Un texte signé Éric Peretti

- 2011

Lausanne Underground Festival 2011

LUFF 2011

Comme chaque année depuis dix ans, la très respectable cinémathèque suisse est devenue le centre névralgique d’un enchevêtrement artistique éphémère, dont les excroissances physiques ont investi différents lieux et supports afin d’agiter culturellement la ville. Le Lausanne Underground Film & Music Festival s’est à nouveau déployé du 18 au 23 octobre, pour proposer à ses participants une immersion totale dans un courant souvent trouble et méconnu, au risque de provoquer autant de coups de cœur que de gueule. Voici un bref compte-rendu du festival qui, à la manière de son acronyme, fait disparaître la référence musicale, laissant les sites spécialisés vanter les mérites d’une stridente sélection, pour déterrer ce qu’il se cache sous le U.
Underground, le LUFF l’est sans aucun doute, dans sa programmation mais aussi dans sa conception. Il faut savoir qu’une quinzaine de bénévoles, passionnés et dévoués à la cause, travaille discrètement toute l’année à l’organisation de la manifestation. Une ovation amplement méritée de la part du public a salué le labeur de ces travailleurs de l’ombre qui, l’espace de quelques instants, sont passés des ténèbres à la lumière lors de la cérémonie d’ouverture. Faisons alors de même en saluant dès maintenant cette équipe, et par ricochets tous ceux qui sont venus leur prêter main forte juste pour la durée du festival, qui par sa gentillesse et sa disponibilité donne à cet événement un côté incroyablement humain qui facilite les rencontres et les échanges.

### Consigne A
Relevez tous les mots qui composent le nom complet du festival donné dans le compte-rendu, sans compter le signe « & ».
### Consigne B
Recopiez le passage du compte-rendu qui commence par « Lausanne Underground Festival » et se poursuit jusqu'à « cache sous le U. ».
Les lignes ci-dessous forment un matériel indépendant du compte-rendu.

### Données sources

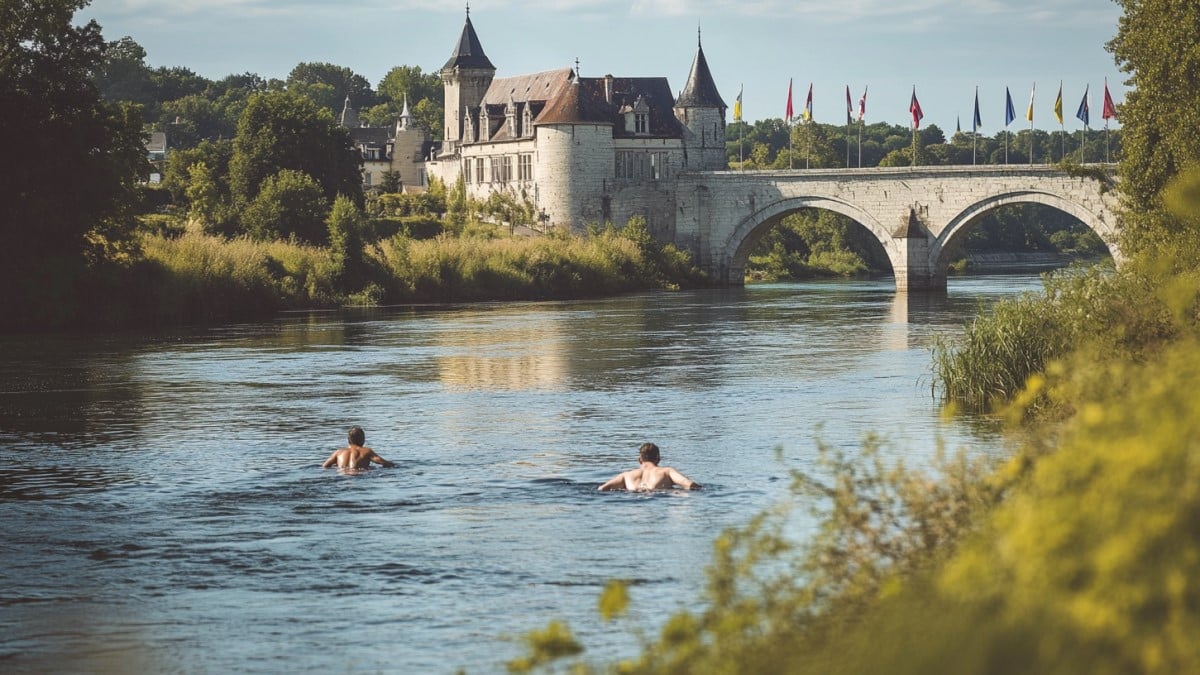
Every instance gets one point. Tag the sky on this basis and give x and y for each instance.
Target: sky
(945, 48)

### Corrigé détaillé A
Lausanne, Underground, Film, Music, Festival

### Corrigé détaillé B
Lausanne Underground Festival 2011

LUFF 2011

Comme chaque année depuis dix ans, la très respectable cinémathèque suisse est devenue le centre névralgique d’un enchevêtrement artistique éphémère, dont les excroissances physiques ont investi différents lieux et supports afin d’agiter culturellement la ville. Le Lausanne Underground Film & Music Festival s’est à nouveau déployé du 18 au 23 octobre, pour proposer à ses participants une immersion totale dans un courant souvent trouble et méconnu, au risque de provoquer autant de coups de cœur que de gueule. Voici un bref compte-rendu du festival qui, à la manière de son acronyme, fait disparaître la référence musicale, laissant les sites spécialisés vanter les mérites d’une stridente sélection, pour déterrer ce qu’il se cache sous le U.